**Exercise goal**
Each of the entries below should be written out exactly as it reads.

^^^^^^^^^^^^^^^^

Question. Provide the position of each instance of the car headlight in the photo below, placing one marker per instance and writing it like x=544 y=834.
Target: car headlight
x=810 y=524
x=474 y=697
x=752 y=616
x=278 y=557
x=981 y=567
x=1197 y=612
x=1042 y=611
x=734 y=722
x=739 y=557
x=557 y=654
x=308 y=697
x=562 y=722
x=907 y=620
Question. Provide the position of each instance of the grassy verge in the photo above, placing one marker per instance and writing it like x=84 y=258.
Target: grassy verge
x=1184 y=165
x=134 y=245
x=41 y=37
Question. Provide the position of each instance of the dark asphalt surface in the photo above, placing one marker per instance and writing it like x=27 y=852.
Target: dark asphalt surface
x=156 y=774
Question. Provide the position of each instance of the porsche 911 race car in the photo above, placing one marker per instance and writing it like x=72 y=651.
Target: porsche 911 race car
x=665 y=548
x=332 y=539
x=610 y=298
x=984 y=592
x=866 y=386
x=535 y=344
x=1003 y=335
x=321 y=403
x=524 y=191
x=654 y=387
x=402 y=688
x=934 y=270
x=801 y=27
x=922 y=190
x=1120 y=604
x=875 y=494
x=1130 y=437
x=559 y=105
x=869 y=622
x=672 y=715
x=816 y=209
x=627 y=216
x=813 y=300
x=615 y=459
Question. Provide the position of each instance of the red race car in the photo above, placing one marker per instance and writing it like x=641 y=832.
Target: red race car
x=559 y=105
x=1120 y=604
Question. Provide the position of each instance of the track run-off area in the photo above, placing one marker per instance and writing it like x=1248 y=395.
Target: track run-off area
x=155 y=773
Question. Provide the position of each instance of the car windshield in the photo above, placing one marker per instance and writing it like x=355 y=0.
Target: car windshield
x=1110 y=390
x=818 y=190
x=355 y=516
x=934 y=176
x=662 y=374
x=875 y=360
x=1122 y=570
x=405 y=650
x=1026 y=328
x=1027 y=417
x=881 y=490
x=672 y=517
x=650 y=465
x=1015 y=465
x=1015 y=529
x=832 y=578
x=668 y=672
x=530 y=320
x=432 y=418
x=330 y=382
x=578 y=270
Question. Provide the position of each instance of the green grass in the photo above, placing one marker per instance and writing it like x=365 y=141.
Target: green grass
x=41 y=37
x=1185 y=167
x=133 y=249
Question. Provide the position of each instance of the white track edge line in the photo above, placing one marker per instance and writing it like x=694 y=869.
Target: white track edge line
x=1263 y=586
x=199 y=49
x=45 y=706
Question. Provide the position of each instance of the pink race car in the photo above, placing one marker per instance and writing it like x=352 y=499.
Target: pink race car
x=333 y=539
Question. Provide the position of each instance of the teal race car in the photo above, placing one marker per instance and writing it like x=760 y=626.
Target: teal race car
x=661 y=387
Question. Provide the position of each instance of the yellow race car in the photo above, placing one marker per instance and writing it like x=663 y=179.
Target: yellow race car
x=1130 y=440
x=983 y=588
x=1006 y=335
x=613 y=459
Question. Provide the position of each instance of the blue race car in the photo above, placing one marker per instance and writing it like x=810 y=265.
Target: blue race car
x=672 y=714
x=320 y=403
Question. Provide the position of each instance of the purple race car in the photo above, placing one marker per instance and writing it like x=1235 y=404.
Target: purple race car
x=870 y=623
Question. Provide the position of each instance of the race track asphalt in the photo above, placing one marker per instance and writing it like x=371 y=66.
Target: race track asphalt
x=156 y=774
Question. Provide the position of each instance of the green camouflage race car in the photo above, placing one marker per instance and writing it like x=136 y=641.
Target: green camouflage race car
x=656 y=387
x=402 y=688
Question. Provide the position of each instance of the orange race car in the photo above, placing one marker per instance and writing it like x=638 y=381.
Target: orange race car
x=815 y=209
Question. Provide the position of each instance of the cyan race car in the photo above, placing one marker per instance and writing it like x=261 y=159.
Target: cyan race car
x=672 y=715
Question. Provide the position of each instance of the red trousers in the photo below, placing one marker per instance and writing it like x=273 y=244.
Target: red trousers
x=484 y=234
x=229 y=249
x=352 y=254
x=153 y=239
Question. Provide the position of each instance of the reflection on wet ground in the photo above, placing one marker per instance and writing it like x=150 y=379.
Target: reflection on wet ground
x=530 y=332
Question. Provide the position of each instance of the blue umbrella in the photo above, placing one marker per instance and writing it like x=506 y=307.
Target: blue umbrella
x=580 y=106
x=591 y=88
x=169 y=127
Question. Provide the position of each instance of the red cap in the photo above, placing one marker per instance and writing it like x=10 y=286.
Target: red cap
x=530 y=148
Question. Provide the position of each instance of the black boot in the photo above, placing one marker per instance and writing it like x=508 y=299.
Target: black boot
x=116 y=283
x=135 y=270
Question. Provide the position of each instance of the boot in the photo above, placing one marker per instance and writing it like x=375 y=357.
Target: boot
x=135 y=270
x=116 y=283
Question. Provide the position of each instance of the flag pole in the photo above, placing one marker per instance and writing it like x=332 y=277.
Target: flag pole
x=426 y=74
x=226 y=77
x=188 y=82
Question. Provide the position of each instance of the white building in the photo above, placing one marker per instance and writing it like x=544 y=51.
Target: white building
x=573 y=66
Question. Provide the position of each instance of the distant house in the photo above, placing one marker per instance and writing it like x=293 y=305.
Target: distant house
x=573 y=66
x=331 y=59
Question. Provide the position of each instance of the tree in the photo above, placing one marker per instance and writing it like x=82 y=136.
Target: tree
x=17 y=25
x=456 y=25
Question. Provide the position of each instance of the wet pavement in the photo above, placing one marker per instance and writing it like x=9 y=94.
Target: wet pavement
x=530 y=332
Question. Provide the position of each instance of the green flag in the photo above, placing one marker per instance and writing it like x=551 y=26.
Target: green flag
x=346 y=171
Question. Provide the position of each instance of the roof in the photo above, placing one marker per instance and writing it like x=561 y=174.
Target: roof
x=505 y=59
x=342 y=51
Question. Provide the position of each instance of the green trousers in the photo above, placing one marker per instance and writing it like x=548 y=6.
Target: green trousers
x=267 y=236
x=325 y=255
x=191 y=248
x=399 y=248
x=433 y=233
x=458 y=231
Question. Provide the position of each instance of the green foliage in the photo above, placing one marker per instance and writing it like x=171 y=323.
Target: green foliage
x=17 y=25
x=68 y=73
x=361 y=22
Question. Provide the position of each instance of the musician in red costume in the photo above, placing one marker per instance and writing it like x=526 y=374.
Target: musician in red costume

^^^^^^^^^^^^^^^^

**Response to the task**
Question. Provide the position of each instance of the car headlight in the photo below, placing one marker per instance and writing it like x=544 y=834.
Target: car headlight
x=810 y=524
x=474 y=697
x=752 y=616
x=278 y=557
x=981 y=567
x=1197 y=612
x=1042 y=611
x=734 y=722
x=739 y=557
x=557 y=654
x=308 y=697
x=562 y=722
x=907 y=620
Question. Provide the position of each instance of the grassy verge in the photo above, placing one marker per instance and writing it like x=84 y=258.
Target: grassy verge
x=1184 y=165
x=134 y=245
x=41 y=37
Question. Provide the position of each instance of the dark asphalt surface in the photo above, placing one marker per instance and writing it like x=27 y=852.
Target: dark asphalt surface
x=156 y=774
Question. Provide the position of each instance of the porsche 911 race car in the photo above, placing one marker per instance and writing it like x=72 y=651.
Target: porsche 911 race car
x=665 y=548
x=332 y=539
x=610 y=298
x=984 y=592
x=866 y=386
x=535 y=344
x=1003 y=335
x=321 y=403
x=524 y=191
x=654 y=387
x=402 y=688
x=934 y=270
x=801 y=27
x=922 y=190
x=1120 y=604
x=875 y=494
x=1130 y=437
x=559 y=105
x=869 y=622
x=672 y=715
x=816 y=209
x=627 y=216
x=813 y=300
x=615 y=459
Question. Provide the position of each instance of the red race car in the photo above, placing one marker per instance and writing it like x=641 y=832.
Target: red race car
x=559 y=105
x=1120 y=604
Question. Provide the position of each instance of the track run-off area in the photo above, placing one marker per instance and writing it like x=1248 y=395.
Target: track run-off area
x=155 y=773
Question. Provide the position of each instance of the car windshield in the photo above, placing one marker per instance and writing it like x=355 y=0.
Target: car windshield
x=1110 y=390
x=818 y=190
x=355 y=516
x=934 y=176
x=662 y=374
x=875 y=360
x=1122 y=570
x=405 y=650
x=1026 y=328
x=1027 y=417
x=881 y=490
x=672 y=517
x=650 y=465
x=1015 y=465
x=1015 y=529
x=832 y=578
x=668 y=672
x=530 y=320
x=432 y=418
x=330 y=382
x=578 y=270
Question. Provide the position of each instance of the green grass in the photo above, placing one marker per instance and writing it like x=365 y=141.
Target: green grass
x=41 y=37
x=1185 y=167
x=133 y=249
Question. Provide the position of each instance of the white track edge line in the photo above, placing one marker per instance and writing it like x=694 y=869.
Target: white track edge line
x=1263 y=586
x=199 y=49
x=45 y=706
Question. Provide the position of each instance of the pink race car in the photo above, placing one marker per instance and writing it like x=352 y=499.
Target: pink race car
x=333 y=539
Question. Provide the position of each instance of the teal race car in the photo above, placing one marker per instance and writing it like x=760 y=626.
Target: teal race car
x=661 y=387
Question. Provide the position of each instance of the yellow race car in the photo above, placing one marker per instance and writing it like x=663 y=179.
Target: yellow race car
x=1130 y=440
x=983 y=588
x=1006 y=335
x=613 y=459
Question. Provide the position of each instance of the blue race car in the photo above, placing one marker per instance and writing it like x=810 y=265.
Target: blue race car
x=672 y=714
x=320 y=403
Question. Provide the position of each instance of the purple race car in the photo above, placing one marker per instance and writing it like x=1235 y=404.
Target: purple race car
x=870 y=623
Question. Provide the position of each instance of the race track asphalt in the photo above, placing one marker per instance and writing it like x=371 y=66.
Target: race track asphalt
x=156 y=774
Question. Provide the position of each instance of the green camouflage race car in the photo above, placing one marker per instance and writing it like x=136 y=641.
Target: green camouflage race car
x=656 y=387
x=402 y=688
Question. Provide the position of each instance of the orange race car in the photo above, placing one marker per instance and writing it like x=638 y=381.
Target: orange race car
x=815 y=209
Question. Provide the position of each instance of the cyan race car in the photo above, placing one marker per instance and writing it like x=261 y=159.
Target: cyan race car
x=672 y=715
Question. Provide the position of each instance of the red trousers in the photo below, placing one marker per instance and writing it like x=273 y=244.
Target: red trousers
x=484 y=234
x=229 y=249
x=352 y=254
x=153 y=239
Question. Provide the position of each instance of the reflection on wet ground in the photo above, placing one marker per instance and writing it like x=150 y=379.
Target: reflection on wet ground
x=530 y=332
Question. Provide the position of each instance of the blue umbrella in the photo above, placing one marker per instance and writing it like x=506 y=307.
Target: blue umbrella
x=580 y=106
x=591 y=88
x=169 y=127
Question. Provide the position of each instance of the red cap in the photo above, placing one marker per instance and writing it like x=10 y=286.
Target: red cap
x=530 y=148
Question. Provide the position of each instance of the black boot in the photo above, placing one marker per instance and writing it like x=508 y=299.
Target: black boot
x=116 y=283
x=135 y=270
Question. Provide the position of each instance of the boot in the photo above, placing one marker per instance and writing it like x=375 y=357.
Target: boot
x=135 y=270
x=116 y=283
Question. Provide the position of each instance of the flag pole in the photo above, placing one marker per instance and writing it like x=332 y=277.
Target: flag pole
x=426 y=74
x=226 y=77
x=188 y=82
Question. Provide the position of each instance of the white building in the photo above, placing one marker per instance and writing it like x=544 y=51.
Target: white building
x=573 y=66
Question. Provide the position of each instance of the distant house in the photo above, placing one marker per instance and writing it like x=293 y=305.
Target: distant house
x=573 y=66
x=331 y=59
Question. Provide the position of each instance of the tree in the photo above, placing one marker per instance and writing it like x=82 y=136.
Target: tree
x=17 y=25
x=456 y=25
Question. Provide the position of each instance of the wet pavement in the photo above, placing one marker per instance and writing it like x=9 y=94.
Target: wet pavement
x=530 y=332
Question. Provide the position of each instance of the green flag in the photo above, placing one marker per instance and writing it like x=551 y=26.
Target: green flag
x=346 y=171
Question. Provide the position of each instance of the roof in the photo above, placing one marker per instance and writing it like x=561 y=174.
Target: roof
x=505 y=59
x=342 y=51
Question. Provide the position of each instance of the green trousers in the photo above, placing one marker per instance and writing it like x=548 y=6.
Target: green trousers
x=267 y=236
x=325 y=255
x=191 y=248
x=399 y=248
x=433 y=233
x=458 y=231
Question. Provide the position of each instance of the green foliage in the photo above, placing one marker per instance and writing it like x=171 y=323.
Target: green foliage
x=17 y=25
x=68 y=73
x=361 y=22
Question. Provide the position of each instance of the musician in red costume in the photo above, placing one marker per instance and writing it like x=526 y=374.
Target: musician in red costume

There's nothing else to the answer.